* **Task brief**
Copy the material word for word, starting at its first line and stopping after the line that contains "131 0 L 121".
■ ■ ■
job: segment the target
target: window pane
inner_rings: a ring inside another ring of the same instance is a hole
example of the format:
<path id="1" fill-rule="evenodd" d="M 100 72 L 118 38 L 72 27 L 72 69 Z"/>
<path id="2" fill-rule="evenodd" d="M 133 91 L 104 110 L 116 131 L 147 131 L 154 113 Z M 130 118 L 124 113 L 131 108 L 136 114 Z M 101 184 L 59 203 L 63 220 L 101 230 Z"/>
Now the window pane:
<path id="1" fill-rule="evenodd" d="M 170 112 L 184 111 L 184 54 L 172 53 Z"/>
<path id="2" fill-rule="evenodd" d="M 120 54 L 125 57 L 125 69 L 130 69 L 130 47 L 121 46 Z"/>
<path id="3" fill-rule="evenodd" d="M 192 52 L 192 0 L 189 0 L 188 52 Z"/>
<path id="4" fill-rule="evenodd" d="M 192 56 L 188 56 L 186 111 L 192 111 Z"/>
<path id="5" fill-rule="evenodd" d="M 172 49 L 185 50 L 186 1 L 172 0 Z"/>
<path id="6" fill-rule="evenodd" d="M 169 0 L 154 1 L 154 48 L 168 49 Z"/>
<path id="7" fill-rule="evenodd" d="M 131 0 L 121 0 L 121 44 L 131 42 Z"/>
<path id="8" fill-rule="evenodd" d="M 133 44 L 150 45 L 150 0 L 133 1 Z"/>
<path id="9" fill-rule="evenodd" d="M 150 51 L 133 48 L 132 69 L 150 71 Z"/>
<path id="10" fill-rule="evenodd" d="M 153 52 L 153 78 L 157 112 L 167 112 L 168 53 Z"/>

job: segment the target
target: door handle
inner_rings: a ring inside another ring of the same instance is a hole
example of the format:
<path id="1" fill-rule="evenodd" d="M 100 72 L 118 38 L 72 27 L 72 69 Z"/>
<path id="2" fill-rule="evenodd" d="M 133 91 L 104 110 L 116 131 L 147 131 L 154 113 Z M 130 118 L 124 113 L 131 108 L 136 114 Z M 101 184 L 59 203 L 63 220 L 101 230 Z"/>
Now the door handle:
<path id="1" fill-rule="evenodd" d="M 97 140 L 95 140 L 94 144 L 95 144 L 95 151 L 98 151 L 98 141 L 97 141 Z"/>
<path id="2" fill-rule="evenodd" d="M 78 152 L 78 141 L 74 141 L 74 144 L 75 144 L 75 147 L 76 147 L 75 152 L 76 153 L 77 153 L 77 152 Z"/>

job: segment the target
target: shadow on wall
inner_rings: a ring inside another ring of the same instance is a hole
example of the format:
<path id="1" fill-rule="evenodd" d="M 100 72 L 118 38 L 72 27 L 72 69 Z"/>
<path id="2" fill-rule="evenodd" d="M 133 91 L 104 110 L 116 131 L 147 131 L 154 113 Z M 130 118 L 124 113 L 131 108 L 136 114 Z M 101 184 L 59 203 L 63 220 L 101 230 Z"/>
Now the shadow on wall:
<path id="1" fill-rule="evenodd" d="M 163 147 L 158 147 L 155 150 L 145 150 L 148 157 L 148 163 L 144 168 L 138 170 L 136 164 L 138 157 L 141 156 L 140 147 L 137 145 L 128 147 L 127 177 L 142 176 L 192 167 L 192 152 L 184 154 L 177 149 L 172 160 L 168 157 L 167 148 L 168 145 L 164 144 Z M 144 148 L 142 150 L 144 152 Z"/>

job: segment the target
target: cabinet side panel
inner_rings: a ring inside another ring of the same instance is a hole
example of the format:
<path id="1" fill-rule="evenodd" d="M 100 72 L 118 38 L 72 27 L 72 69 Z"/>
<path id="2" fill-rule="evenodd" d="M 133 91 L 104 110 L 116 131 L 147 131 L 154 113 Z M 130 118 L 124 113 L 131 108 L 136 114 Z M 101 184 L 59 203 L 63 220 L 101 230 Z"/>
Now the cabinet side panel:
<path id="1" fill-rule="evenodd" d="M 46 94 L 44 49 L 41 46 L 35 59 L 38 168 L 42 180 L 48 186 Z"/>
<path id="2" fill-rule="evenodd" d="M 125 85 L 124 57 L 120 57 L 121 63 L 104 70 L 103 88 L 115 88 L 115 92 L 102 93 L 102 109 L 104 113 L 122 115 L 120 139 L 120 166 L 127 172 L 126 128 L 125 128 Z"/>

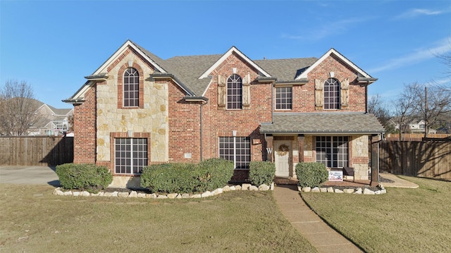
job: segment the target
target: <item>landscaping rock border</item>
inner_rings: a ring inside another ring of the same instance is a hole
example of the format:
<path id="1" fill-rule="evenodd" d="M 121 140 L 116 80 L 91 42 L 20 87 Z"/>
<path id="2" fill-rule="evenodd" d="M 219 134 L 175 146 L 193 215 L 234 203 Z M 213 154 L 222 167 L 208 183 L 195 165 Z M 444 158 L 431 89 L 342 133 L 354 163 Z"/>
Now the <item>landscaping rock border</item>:
<path id="1" fill-rule="evenodd" d="M 297 190 L 303 192 L 334 192 L 334 193 L 348 193 L 348 194 L 361 194 L 364 195 L 379 195 L 381 194 L 387 193 L 387 190 L 382 185 L 379 185 L 378 186 L 378 190 L 371 190 L 369 188 L 366 187 L 357 187 L 357 188 L 345 188 L 345 189 L 338 189 L 334 188 L 333 187 L 316 187 L 314 188 L 307 187 L 301 187 L 300 186 L 297 186 Z"/>
<path id="2" fill-rule="evenodd" d="M 99 192 L 97 193 L 89 193 L 87 191 L 73 191 L 69 190 L 63 192 L 61 187 L 54 190 L 53 195 L 58 196 L 83 196 L 83 197 L 139 197 L 145 199 L 198 199 L 205 198 L 211 196 L 215 196 L 222 194 L 225 192 L 234 190 L 249 190 L 249 191 L 268 191 L 274 190 L 274 183 L 271 185 L 261 185 L 259 187 L 251 184 L 242 184 L 241 185 L 226 185 L 222 188 L 217 188 L 213 191 L 206 191 L 203 193 L 188 194 L 188 193 L 143 193 L 138 192 L 135 190 L 131 192 Z"/>

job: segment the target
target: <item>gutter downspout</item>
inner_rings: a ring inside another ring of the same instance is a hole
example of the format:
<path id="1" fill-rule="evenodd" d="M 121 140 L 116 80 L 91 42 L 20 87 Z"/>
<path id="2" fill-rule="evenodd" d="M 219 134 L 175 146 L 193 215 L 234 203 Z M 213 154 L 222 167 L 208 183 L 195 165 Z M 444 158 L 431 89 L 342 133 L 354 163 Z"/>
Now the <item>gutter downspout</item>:
<path id="1" fill-rule="evenodd" d="M 202 141 L 202 140 L 203 140 L 203 138 L 202 138 L 202 133 L 203 133 L 203 131 L 202 131 L 202 123 L 203 123 L 203 120 L 202 120 L 202 106 L 204 106 L 204 105 L 208 104 L 208 102 L 209 102 L 208 100 L 206 101 L 205 101 L 205 104 L 201 102 L 200 106 L 199 106 L 199 108 L 200 108 L 200 109 L 199 109 L 199 111 L 200 111 L 200 117 L 199 117 L 200 118 L 199 118 L 200 119 L 200 161 L 204 161 L 203 151 L 202 151 L 202 149 L 204 148 L 204 147 L 203 147 L 204 146 L 203 145 L 203 141 Z"/>

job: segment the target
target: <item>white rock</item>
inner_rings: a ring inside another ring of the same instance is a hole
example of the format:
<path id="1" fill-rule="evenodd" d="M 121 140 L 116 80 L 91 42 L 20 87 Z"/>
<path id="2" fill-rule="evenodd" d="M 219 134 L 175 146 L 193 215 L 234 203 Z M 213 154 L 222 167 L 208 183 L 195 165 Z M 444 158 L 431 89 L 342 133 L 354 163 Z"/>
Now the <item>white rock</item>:
<path id="1" fill-rule="evenodd" d="M 373 192 L 372 190 L 368 189 L 368 188 L 365 188 L 364 189 L 364 195 L 374 195 L 374 192 Z"/>
<path id="2" fill-rule="evenodd" d="M 359 187 L 355 190 L 354 194 L 362 194 L 362 188 Z"/>
<path id="3" fill-rule="evenodd" d="M 211 192 L 210 191 L 206 191 L 204 193 L 202 193 L 202 195 L 200 195 L 200 197 L 210 197 L 211 196 Z"/>
<path id="4" fill-rule="evenodd" d="M 385 194 L 385 193 L 387 193 L 387 190 L 385 189 L 381 190 L 381 194 Z"/>
<path id="5" fill-rule="evenodd" d="M 211 195 L 218 195 L 223 193 L 223 188 L 215 189 L 213 192 L 211 192 Z"/>
<path id="6" fill-rule="evenodd" d="M 236 187 L 235 187 L 235 185 L 232 185 L 230 186 L 230 190 L 237 190 Z"/>
<path id="7" fill-rule="evenodd" d="M 259 187 L 257 187 L 255 185 L 251 185 L 249 187 L 249 190 L 254 190 L 254 191 L 258 191 L 259 190 Z"/>
<path id="8" fill-rule="evenodd" d="M 132 191 L 132 192 L 128 195 L 128 197 L 137 197 L 138 193 L 136 191 Z"/>
<path id="9" fill-rule="evenodd" d="M 247 190 L 251 186 L 252 186 L 251 184 L 242 184 L 241 185 L 241 190 Z"/>

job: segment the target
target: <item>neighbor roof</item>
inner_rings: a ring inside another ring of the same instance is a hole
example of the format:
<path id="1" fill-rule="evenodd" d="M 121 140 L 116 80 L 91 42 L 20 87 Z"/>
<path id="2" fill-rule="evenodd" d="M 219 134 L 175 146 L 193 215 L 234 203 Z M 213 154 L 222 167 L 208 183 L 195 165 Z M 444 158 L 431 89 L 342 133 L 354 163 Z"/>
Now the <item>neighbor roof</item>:
<path id="1" fill-rule="evenodd" d="M 385 129 L 371 113 L 275 113 L 273 123 L 261 123 L 265 133 L 379 134 Z"/>

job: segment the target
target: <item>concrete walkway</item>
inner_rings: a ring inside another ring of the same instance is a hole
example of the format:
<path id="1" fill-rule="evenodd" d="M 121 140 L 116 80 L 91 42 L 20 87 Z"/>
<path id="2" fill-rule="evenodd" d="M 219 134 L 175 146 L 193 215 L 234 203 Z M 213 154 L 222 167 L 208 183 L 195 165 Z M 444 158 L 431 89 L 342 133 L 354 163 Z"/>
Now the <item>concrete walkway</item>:
<path id="1" fill-rule="evenodd" d="M 274 197 L 282 214 L 319 252 L 363 252 L 307 206 L 297 191 L 297 186 L 277 185 L 274 188 Z"/>

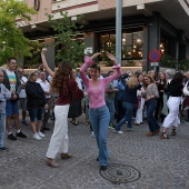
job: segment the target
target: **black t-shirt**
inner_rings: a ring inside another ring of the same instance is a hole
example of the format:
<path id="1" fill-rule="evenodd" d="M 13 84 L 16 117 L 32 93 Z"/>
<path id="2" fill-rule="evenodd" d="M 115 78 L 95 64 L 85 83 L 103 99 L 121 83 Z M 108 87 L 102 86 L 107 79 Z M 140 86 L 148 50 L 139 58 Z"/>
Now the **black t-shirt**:
<path id="1" fill-rule="evenodd" d="M 183 84 L 175 82 L 173 80 L 169 84 L 169 92 L 171 97 L 181 97 L 182 96 Z"/>

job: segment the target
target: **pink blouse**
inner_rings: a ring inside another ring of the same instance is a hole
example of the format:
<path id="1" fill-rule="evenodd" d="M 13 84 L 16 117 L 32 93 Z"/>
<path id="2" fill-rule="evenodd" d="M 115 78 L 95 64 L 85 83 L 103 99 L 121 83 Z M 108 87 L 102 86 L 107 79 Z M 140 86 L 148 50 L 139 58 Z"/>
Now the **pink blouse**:
<path id="1" fill-rule="evenodd" d="M 87 88 L 89 97 L 89 107 L 92 109 L 97 109 L 106 105 L 105 89 L 109 82 L 111 82 L 121 74 L 121 70 L 119 64 L 112 67 L 112 69 L 116 69 L 117 72 L 110 77 L 99 79 L 99 84 L 97 88 L 94 88 L 91 79 L 88 79 L 84 74 L 84 70 L 91 64 L 93 64 L 93 61 L 90 59 L 90 57 L 84 57 L 84 64 L 80 69 L 80 74 Z"/>

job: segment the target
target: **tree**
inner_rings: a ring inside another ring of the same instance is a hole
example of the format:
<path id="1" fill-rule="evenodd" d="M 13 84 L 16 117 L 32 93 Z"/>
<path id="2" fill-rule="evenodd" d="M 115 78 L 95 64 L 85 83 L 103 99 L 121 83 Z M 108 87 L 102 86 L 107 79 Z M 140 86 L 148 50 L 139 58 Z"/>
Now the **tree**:
<path id="1" fill-rule="evenodd" d="M 79 62 L 83 62 L 84 56 L 84 43 L 77 38 L 84 24 L 83 16 L 71 19 L 68 12 L 60 11 L 60 14 L 59 20 L 53 20 L 53 16 L 48 14 L 54 31 L 56 42 L 53 44 L 59 48 L 56 59 L 58 62 L 68 60 L 76 68 Z"/>
<path id="2" fill-rule="evenodd" d="M 36 13 L 23 1 L 0 1 L 0 64 L 10 57 L 23 58 L 31 56 L 30 40 L 27 39 L 16 20 L 29 21 L 30 14 Z"/>

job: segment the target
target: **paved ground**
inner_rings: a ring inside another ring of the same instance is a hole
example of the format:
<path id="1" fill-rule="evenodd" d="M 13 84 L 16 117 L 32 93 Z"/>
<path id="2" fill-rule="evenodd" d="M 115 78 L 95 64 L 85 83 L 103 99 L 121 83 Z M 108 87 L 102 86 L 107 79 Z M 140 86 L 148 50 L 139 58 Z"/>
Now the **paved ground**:
<path id="1" fill-rule="evenodd" d="M 36 141 L 28 127 L 26 140 L 6 139 L 8 152 L 0 152 L 0 189 L 189 189 L 189 126 L 181 125 L 178 135 L 169 140 L 159 136 L 146 137 L 148 126 L 133 126 L 123 135 L 109 130 L 110 165 L 132 166 L 141 173 L 133 182 L 113 185 L 99 175 L 97 146 L 84 123 L 69 123 L 70 152 L 73 158 L 61 160 L 60 168 L 46 166 L 46 151 L 51 130 L 46 139 Z M 123 128 L 123 131 L 126 127 Z"/>

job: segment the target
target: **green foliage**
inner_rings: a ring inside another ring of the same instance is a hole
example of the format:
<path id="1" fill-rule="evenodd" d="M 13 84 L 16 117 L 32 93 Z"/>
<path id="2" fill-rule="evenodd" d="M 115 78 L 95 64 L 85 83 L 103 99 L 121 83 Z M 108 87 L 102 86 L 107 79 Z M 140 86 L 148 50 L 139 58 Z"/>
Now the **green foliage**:
<path id="1" fill-rule="evenodd" d="M 10 57 L 31 56 L 30 40 L 17 27 L 16 20 L 30 20 L 29 14 L 33 13 L 36 11 L 23 1 L 0 1 L 0 64 L 4 64 Z"/>
<path id="2" fill-rule="evenodd" d="M 176 68 L 177 61 L 169 54 L 163 54 L 160 60 L 160 67 Z M 183 59 L 178 61 L 178 69 L 187 71 L 189 69 L 189 60 Z"/>
<path id="3" fill-rule="evenodd" d="M 76 68 L 79 62 L 83 62 L 84 56 L 84 43 L 77 38 L 84 24 L 83 16 L 77 16 L 77 19 L 71 20 L 68 12 L 61 11 L 60 14 L 59 20 L 53 20 L 53 17 L 48 14 L 56 33 L 54 46 L 59 48 L 56 59 L 58 62 L 68 60 Z"/>

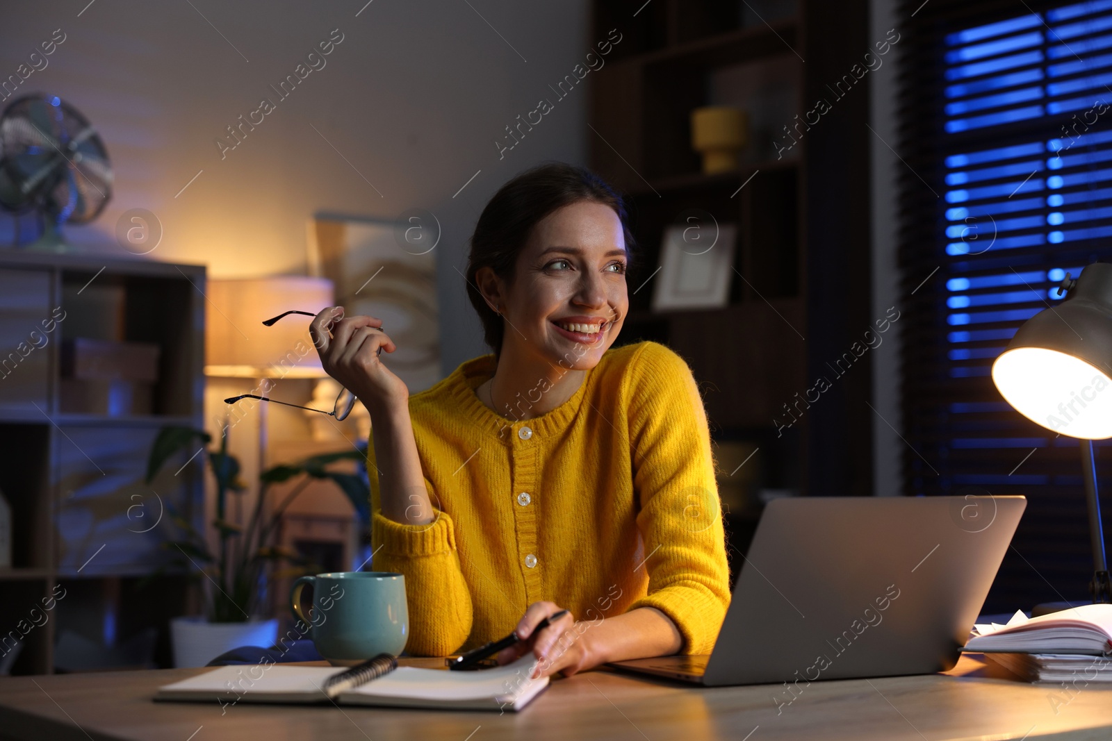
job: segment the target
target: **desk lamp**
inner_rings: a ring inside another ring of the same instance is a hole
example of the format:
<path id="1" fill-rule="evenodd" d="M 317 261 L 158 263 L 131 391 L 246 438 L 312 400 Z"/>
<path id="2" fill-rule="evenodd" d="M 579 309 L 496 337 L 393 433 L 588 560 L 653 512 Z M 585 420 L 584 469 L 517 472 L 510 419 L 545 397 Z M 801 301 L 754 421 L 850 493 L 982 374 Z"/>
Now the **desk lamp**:
<path id="1" fill-rule="evenodd" d="M 1058 290 L 1065 300 L 1020 327 L 992 364 L 992 380 L 1029 420 L 1080 441 L 1093 550 L 1089 592 L 1093 602 L 1112 602 L 1093 459 L 1093 440 L 1112 438 L 1112 264 L 1095 262 L 1075 280 L 1066 273 Z"/>

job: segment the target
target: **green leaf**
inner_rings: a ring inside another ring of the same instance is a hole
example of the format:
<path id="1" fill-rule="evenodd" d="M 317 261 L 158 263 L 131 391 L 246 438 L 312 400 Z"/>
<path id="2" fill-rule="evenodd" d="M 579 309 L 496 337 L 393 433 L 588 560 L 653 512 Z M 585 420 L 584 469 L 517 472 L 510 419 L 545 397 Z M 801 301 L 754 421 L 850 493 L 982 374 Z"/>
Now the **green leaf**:
<path id="1" fill-rule="evenodd" d="M 244 529 L 240 525 L 235 522 L 228 522 L 227 520 L 212 520 L 212 527 L 220 531 L 221 538 L 226 538 L 228 535 L 239 535 L 244 532 Z"/>
<path id="2" fill-rule="evenodd" d="M 336 485 L 347 494 L 351 507 L 355 508 L 356 513 L 359 515 L 359 521 L 364 523 L 370 522 L 370 488 L 364 483 L 363 477 L 354 473 L 332 472 L 326 473 L 325 477 L 335 481 Z"/>
<path id="3" fill-rule="evenodd" d="M 320 455 L 310 455 L 301 461 L 302 468 L 320 468 L 328 465 L 329 463 L 335 463 L 336 461 L 366 461 L 367 453 L 360 450 L 345 450 L 338 453 L 321 453 Z"/>
<path id="4" fill-rule="evenodd" d="M 264 471 L 259 480 L 262 483 L 279 483 L 300 475 L 302 472 L 301 468 L 297 465 L 276 465 L 272 469 Z"/>
<path id="5" fill-rule="evenodd" d="M 239 461 L 235 455 L 215 452 L 209 453 L 209 462 L 212 464 L 212 474 L 217 484 L 232 491 L 242 491 L 247 487 L 239 479 Z"/>
<path id="6" fill-rule="evenodd" d="M 198 438 L 205 444 L 212 440 L 212 435 L 203 430 L 195 430 L 188 427 L 163 427 L 155 438 L 155 444 L 150 448 L 147 457 L 147 483 L 150 483 L 158 474 L 166 461 L 182 448 L 188 448 L 193 439 Z"/>

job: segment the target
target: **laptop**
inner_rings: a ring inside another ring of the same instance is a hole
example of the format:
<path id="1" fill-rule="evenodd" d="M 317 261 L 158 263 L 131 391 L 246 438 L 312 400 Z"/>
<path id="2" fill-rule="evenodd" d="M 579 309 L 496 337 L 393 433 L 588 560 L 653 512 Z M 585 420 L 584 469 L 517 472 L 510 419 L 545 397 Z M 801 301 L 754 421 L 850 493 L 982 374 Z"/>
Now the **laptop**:
<path id="1" fill-rule="evenodd" d="M 773 500 L 713 652 L 607 665 L 705 687 L 946 671 L 1025 507 L 992 495 Z"/>

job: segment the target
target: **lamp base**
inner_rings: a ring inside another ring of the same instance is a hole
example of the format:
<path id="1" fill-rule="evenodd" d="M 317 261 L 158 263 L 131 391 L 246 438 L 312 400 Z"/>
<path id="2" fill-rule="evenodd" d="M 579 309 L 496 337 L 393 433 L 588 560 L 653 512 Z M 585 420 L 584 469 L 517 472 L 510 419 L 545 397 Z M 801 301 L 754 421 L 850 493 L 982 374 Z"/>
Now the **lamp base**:
<path id="1" fill-rule="evenodd" d="M 1031 617 L 1037 618 L 1039 615 L 1050 614 L 1051 612 L 1060 612 L 1061 610 L 1069 610 L 1070 608 L 1080 608 L 1083 604 L 1092 604 L 1092 600 L 1076 600 L 1071 602 L 1040 602 L 1039 604 L 1031 608 Z"/>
■ ■ ■
* **Solution to this task**
job: segment the target
target: window pane
inner_rings: a ring inside another ring of the same instance is a hole
example of the format:
<path id="1" fill-rule="evenodd" d="M 100 72 L 118 38 L 72 27 L 72 69 Z"/>
<path id="2" fill-rule="evenodd" d="M 133 91 L 104 110 L 116 131 L 147 131 L 154 113 Z M 130 118 L 124 113 L 131 108 L 136 114 Z M 101 184 L 59 203 L 63 220 L 101 230 Z"/>
Now the window pane:
<path id="1" fill-rule="evenodd" d="M 170 112 L 184 111 L 184 54 L 172 53 Z"/>
<path id="2" fill-rule="evenodd" d="M 120 54 L 125 57 L 125 69 L 130 69 L 130 47 L 121 46 Z"/>
<path id="3" fill-rule="evenodd" d="M 192 52 L 192 0 L 189 0 L 188 52 Z"/>
<path id="4" fill-rule="evenodd" d="M 192 56 L 188 56 L 186 111 L 192 111 Z"/>
<path id="5" fill-rule="evenodd" d="M 172 49 L 185 50 L 186 1 L 172 0 Z"/>
<path id="6" fill-rule="evenodd" d="M 169 0 L 154 1 L 154 48 L 168 49 Z"/>
<path id="7" fill-rule="evenodd" d="M 131 0 L 121 0 L 121 44 L 131 42 Z"/>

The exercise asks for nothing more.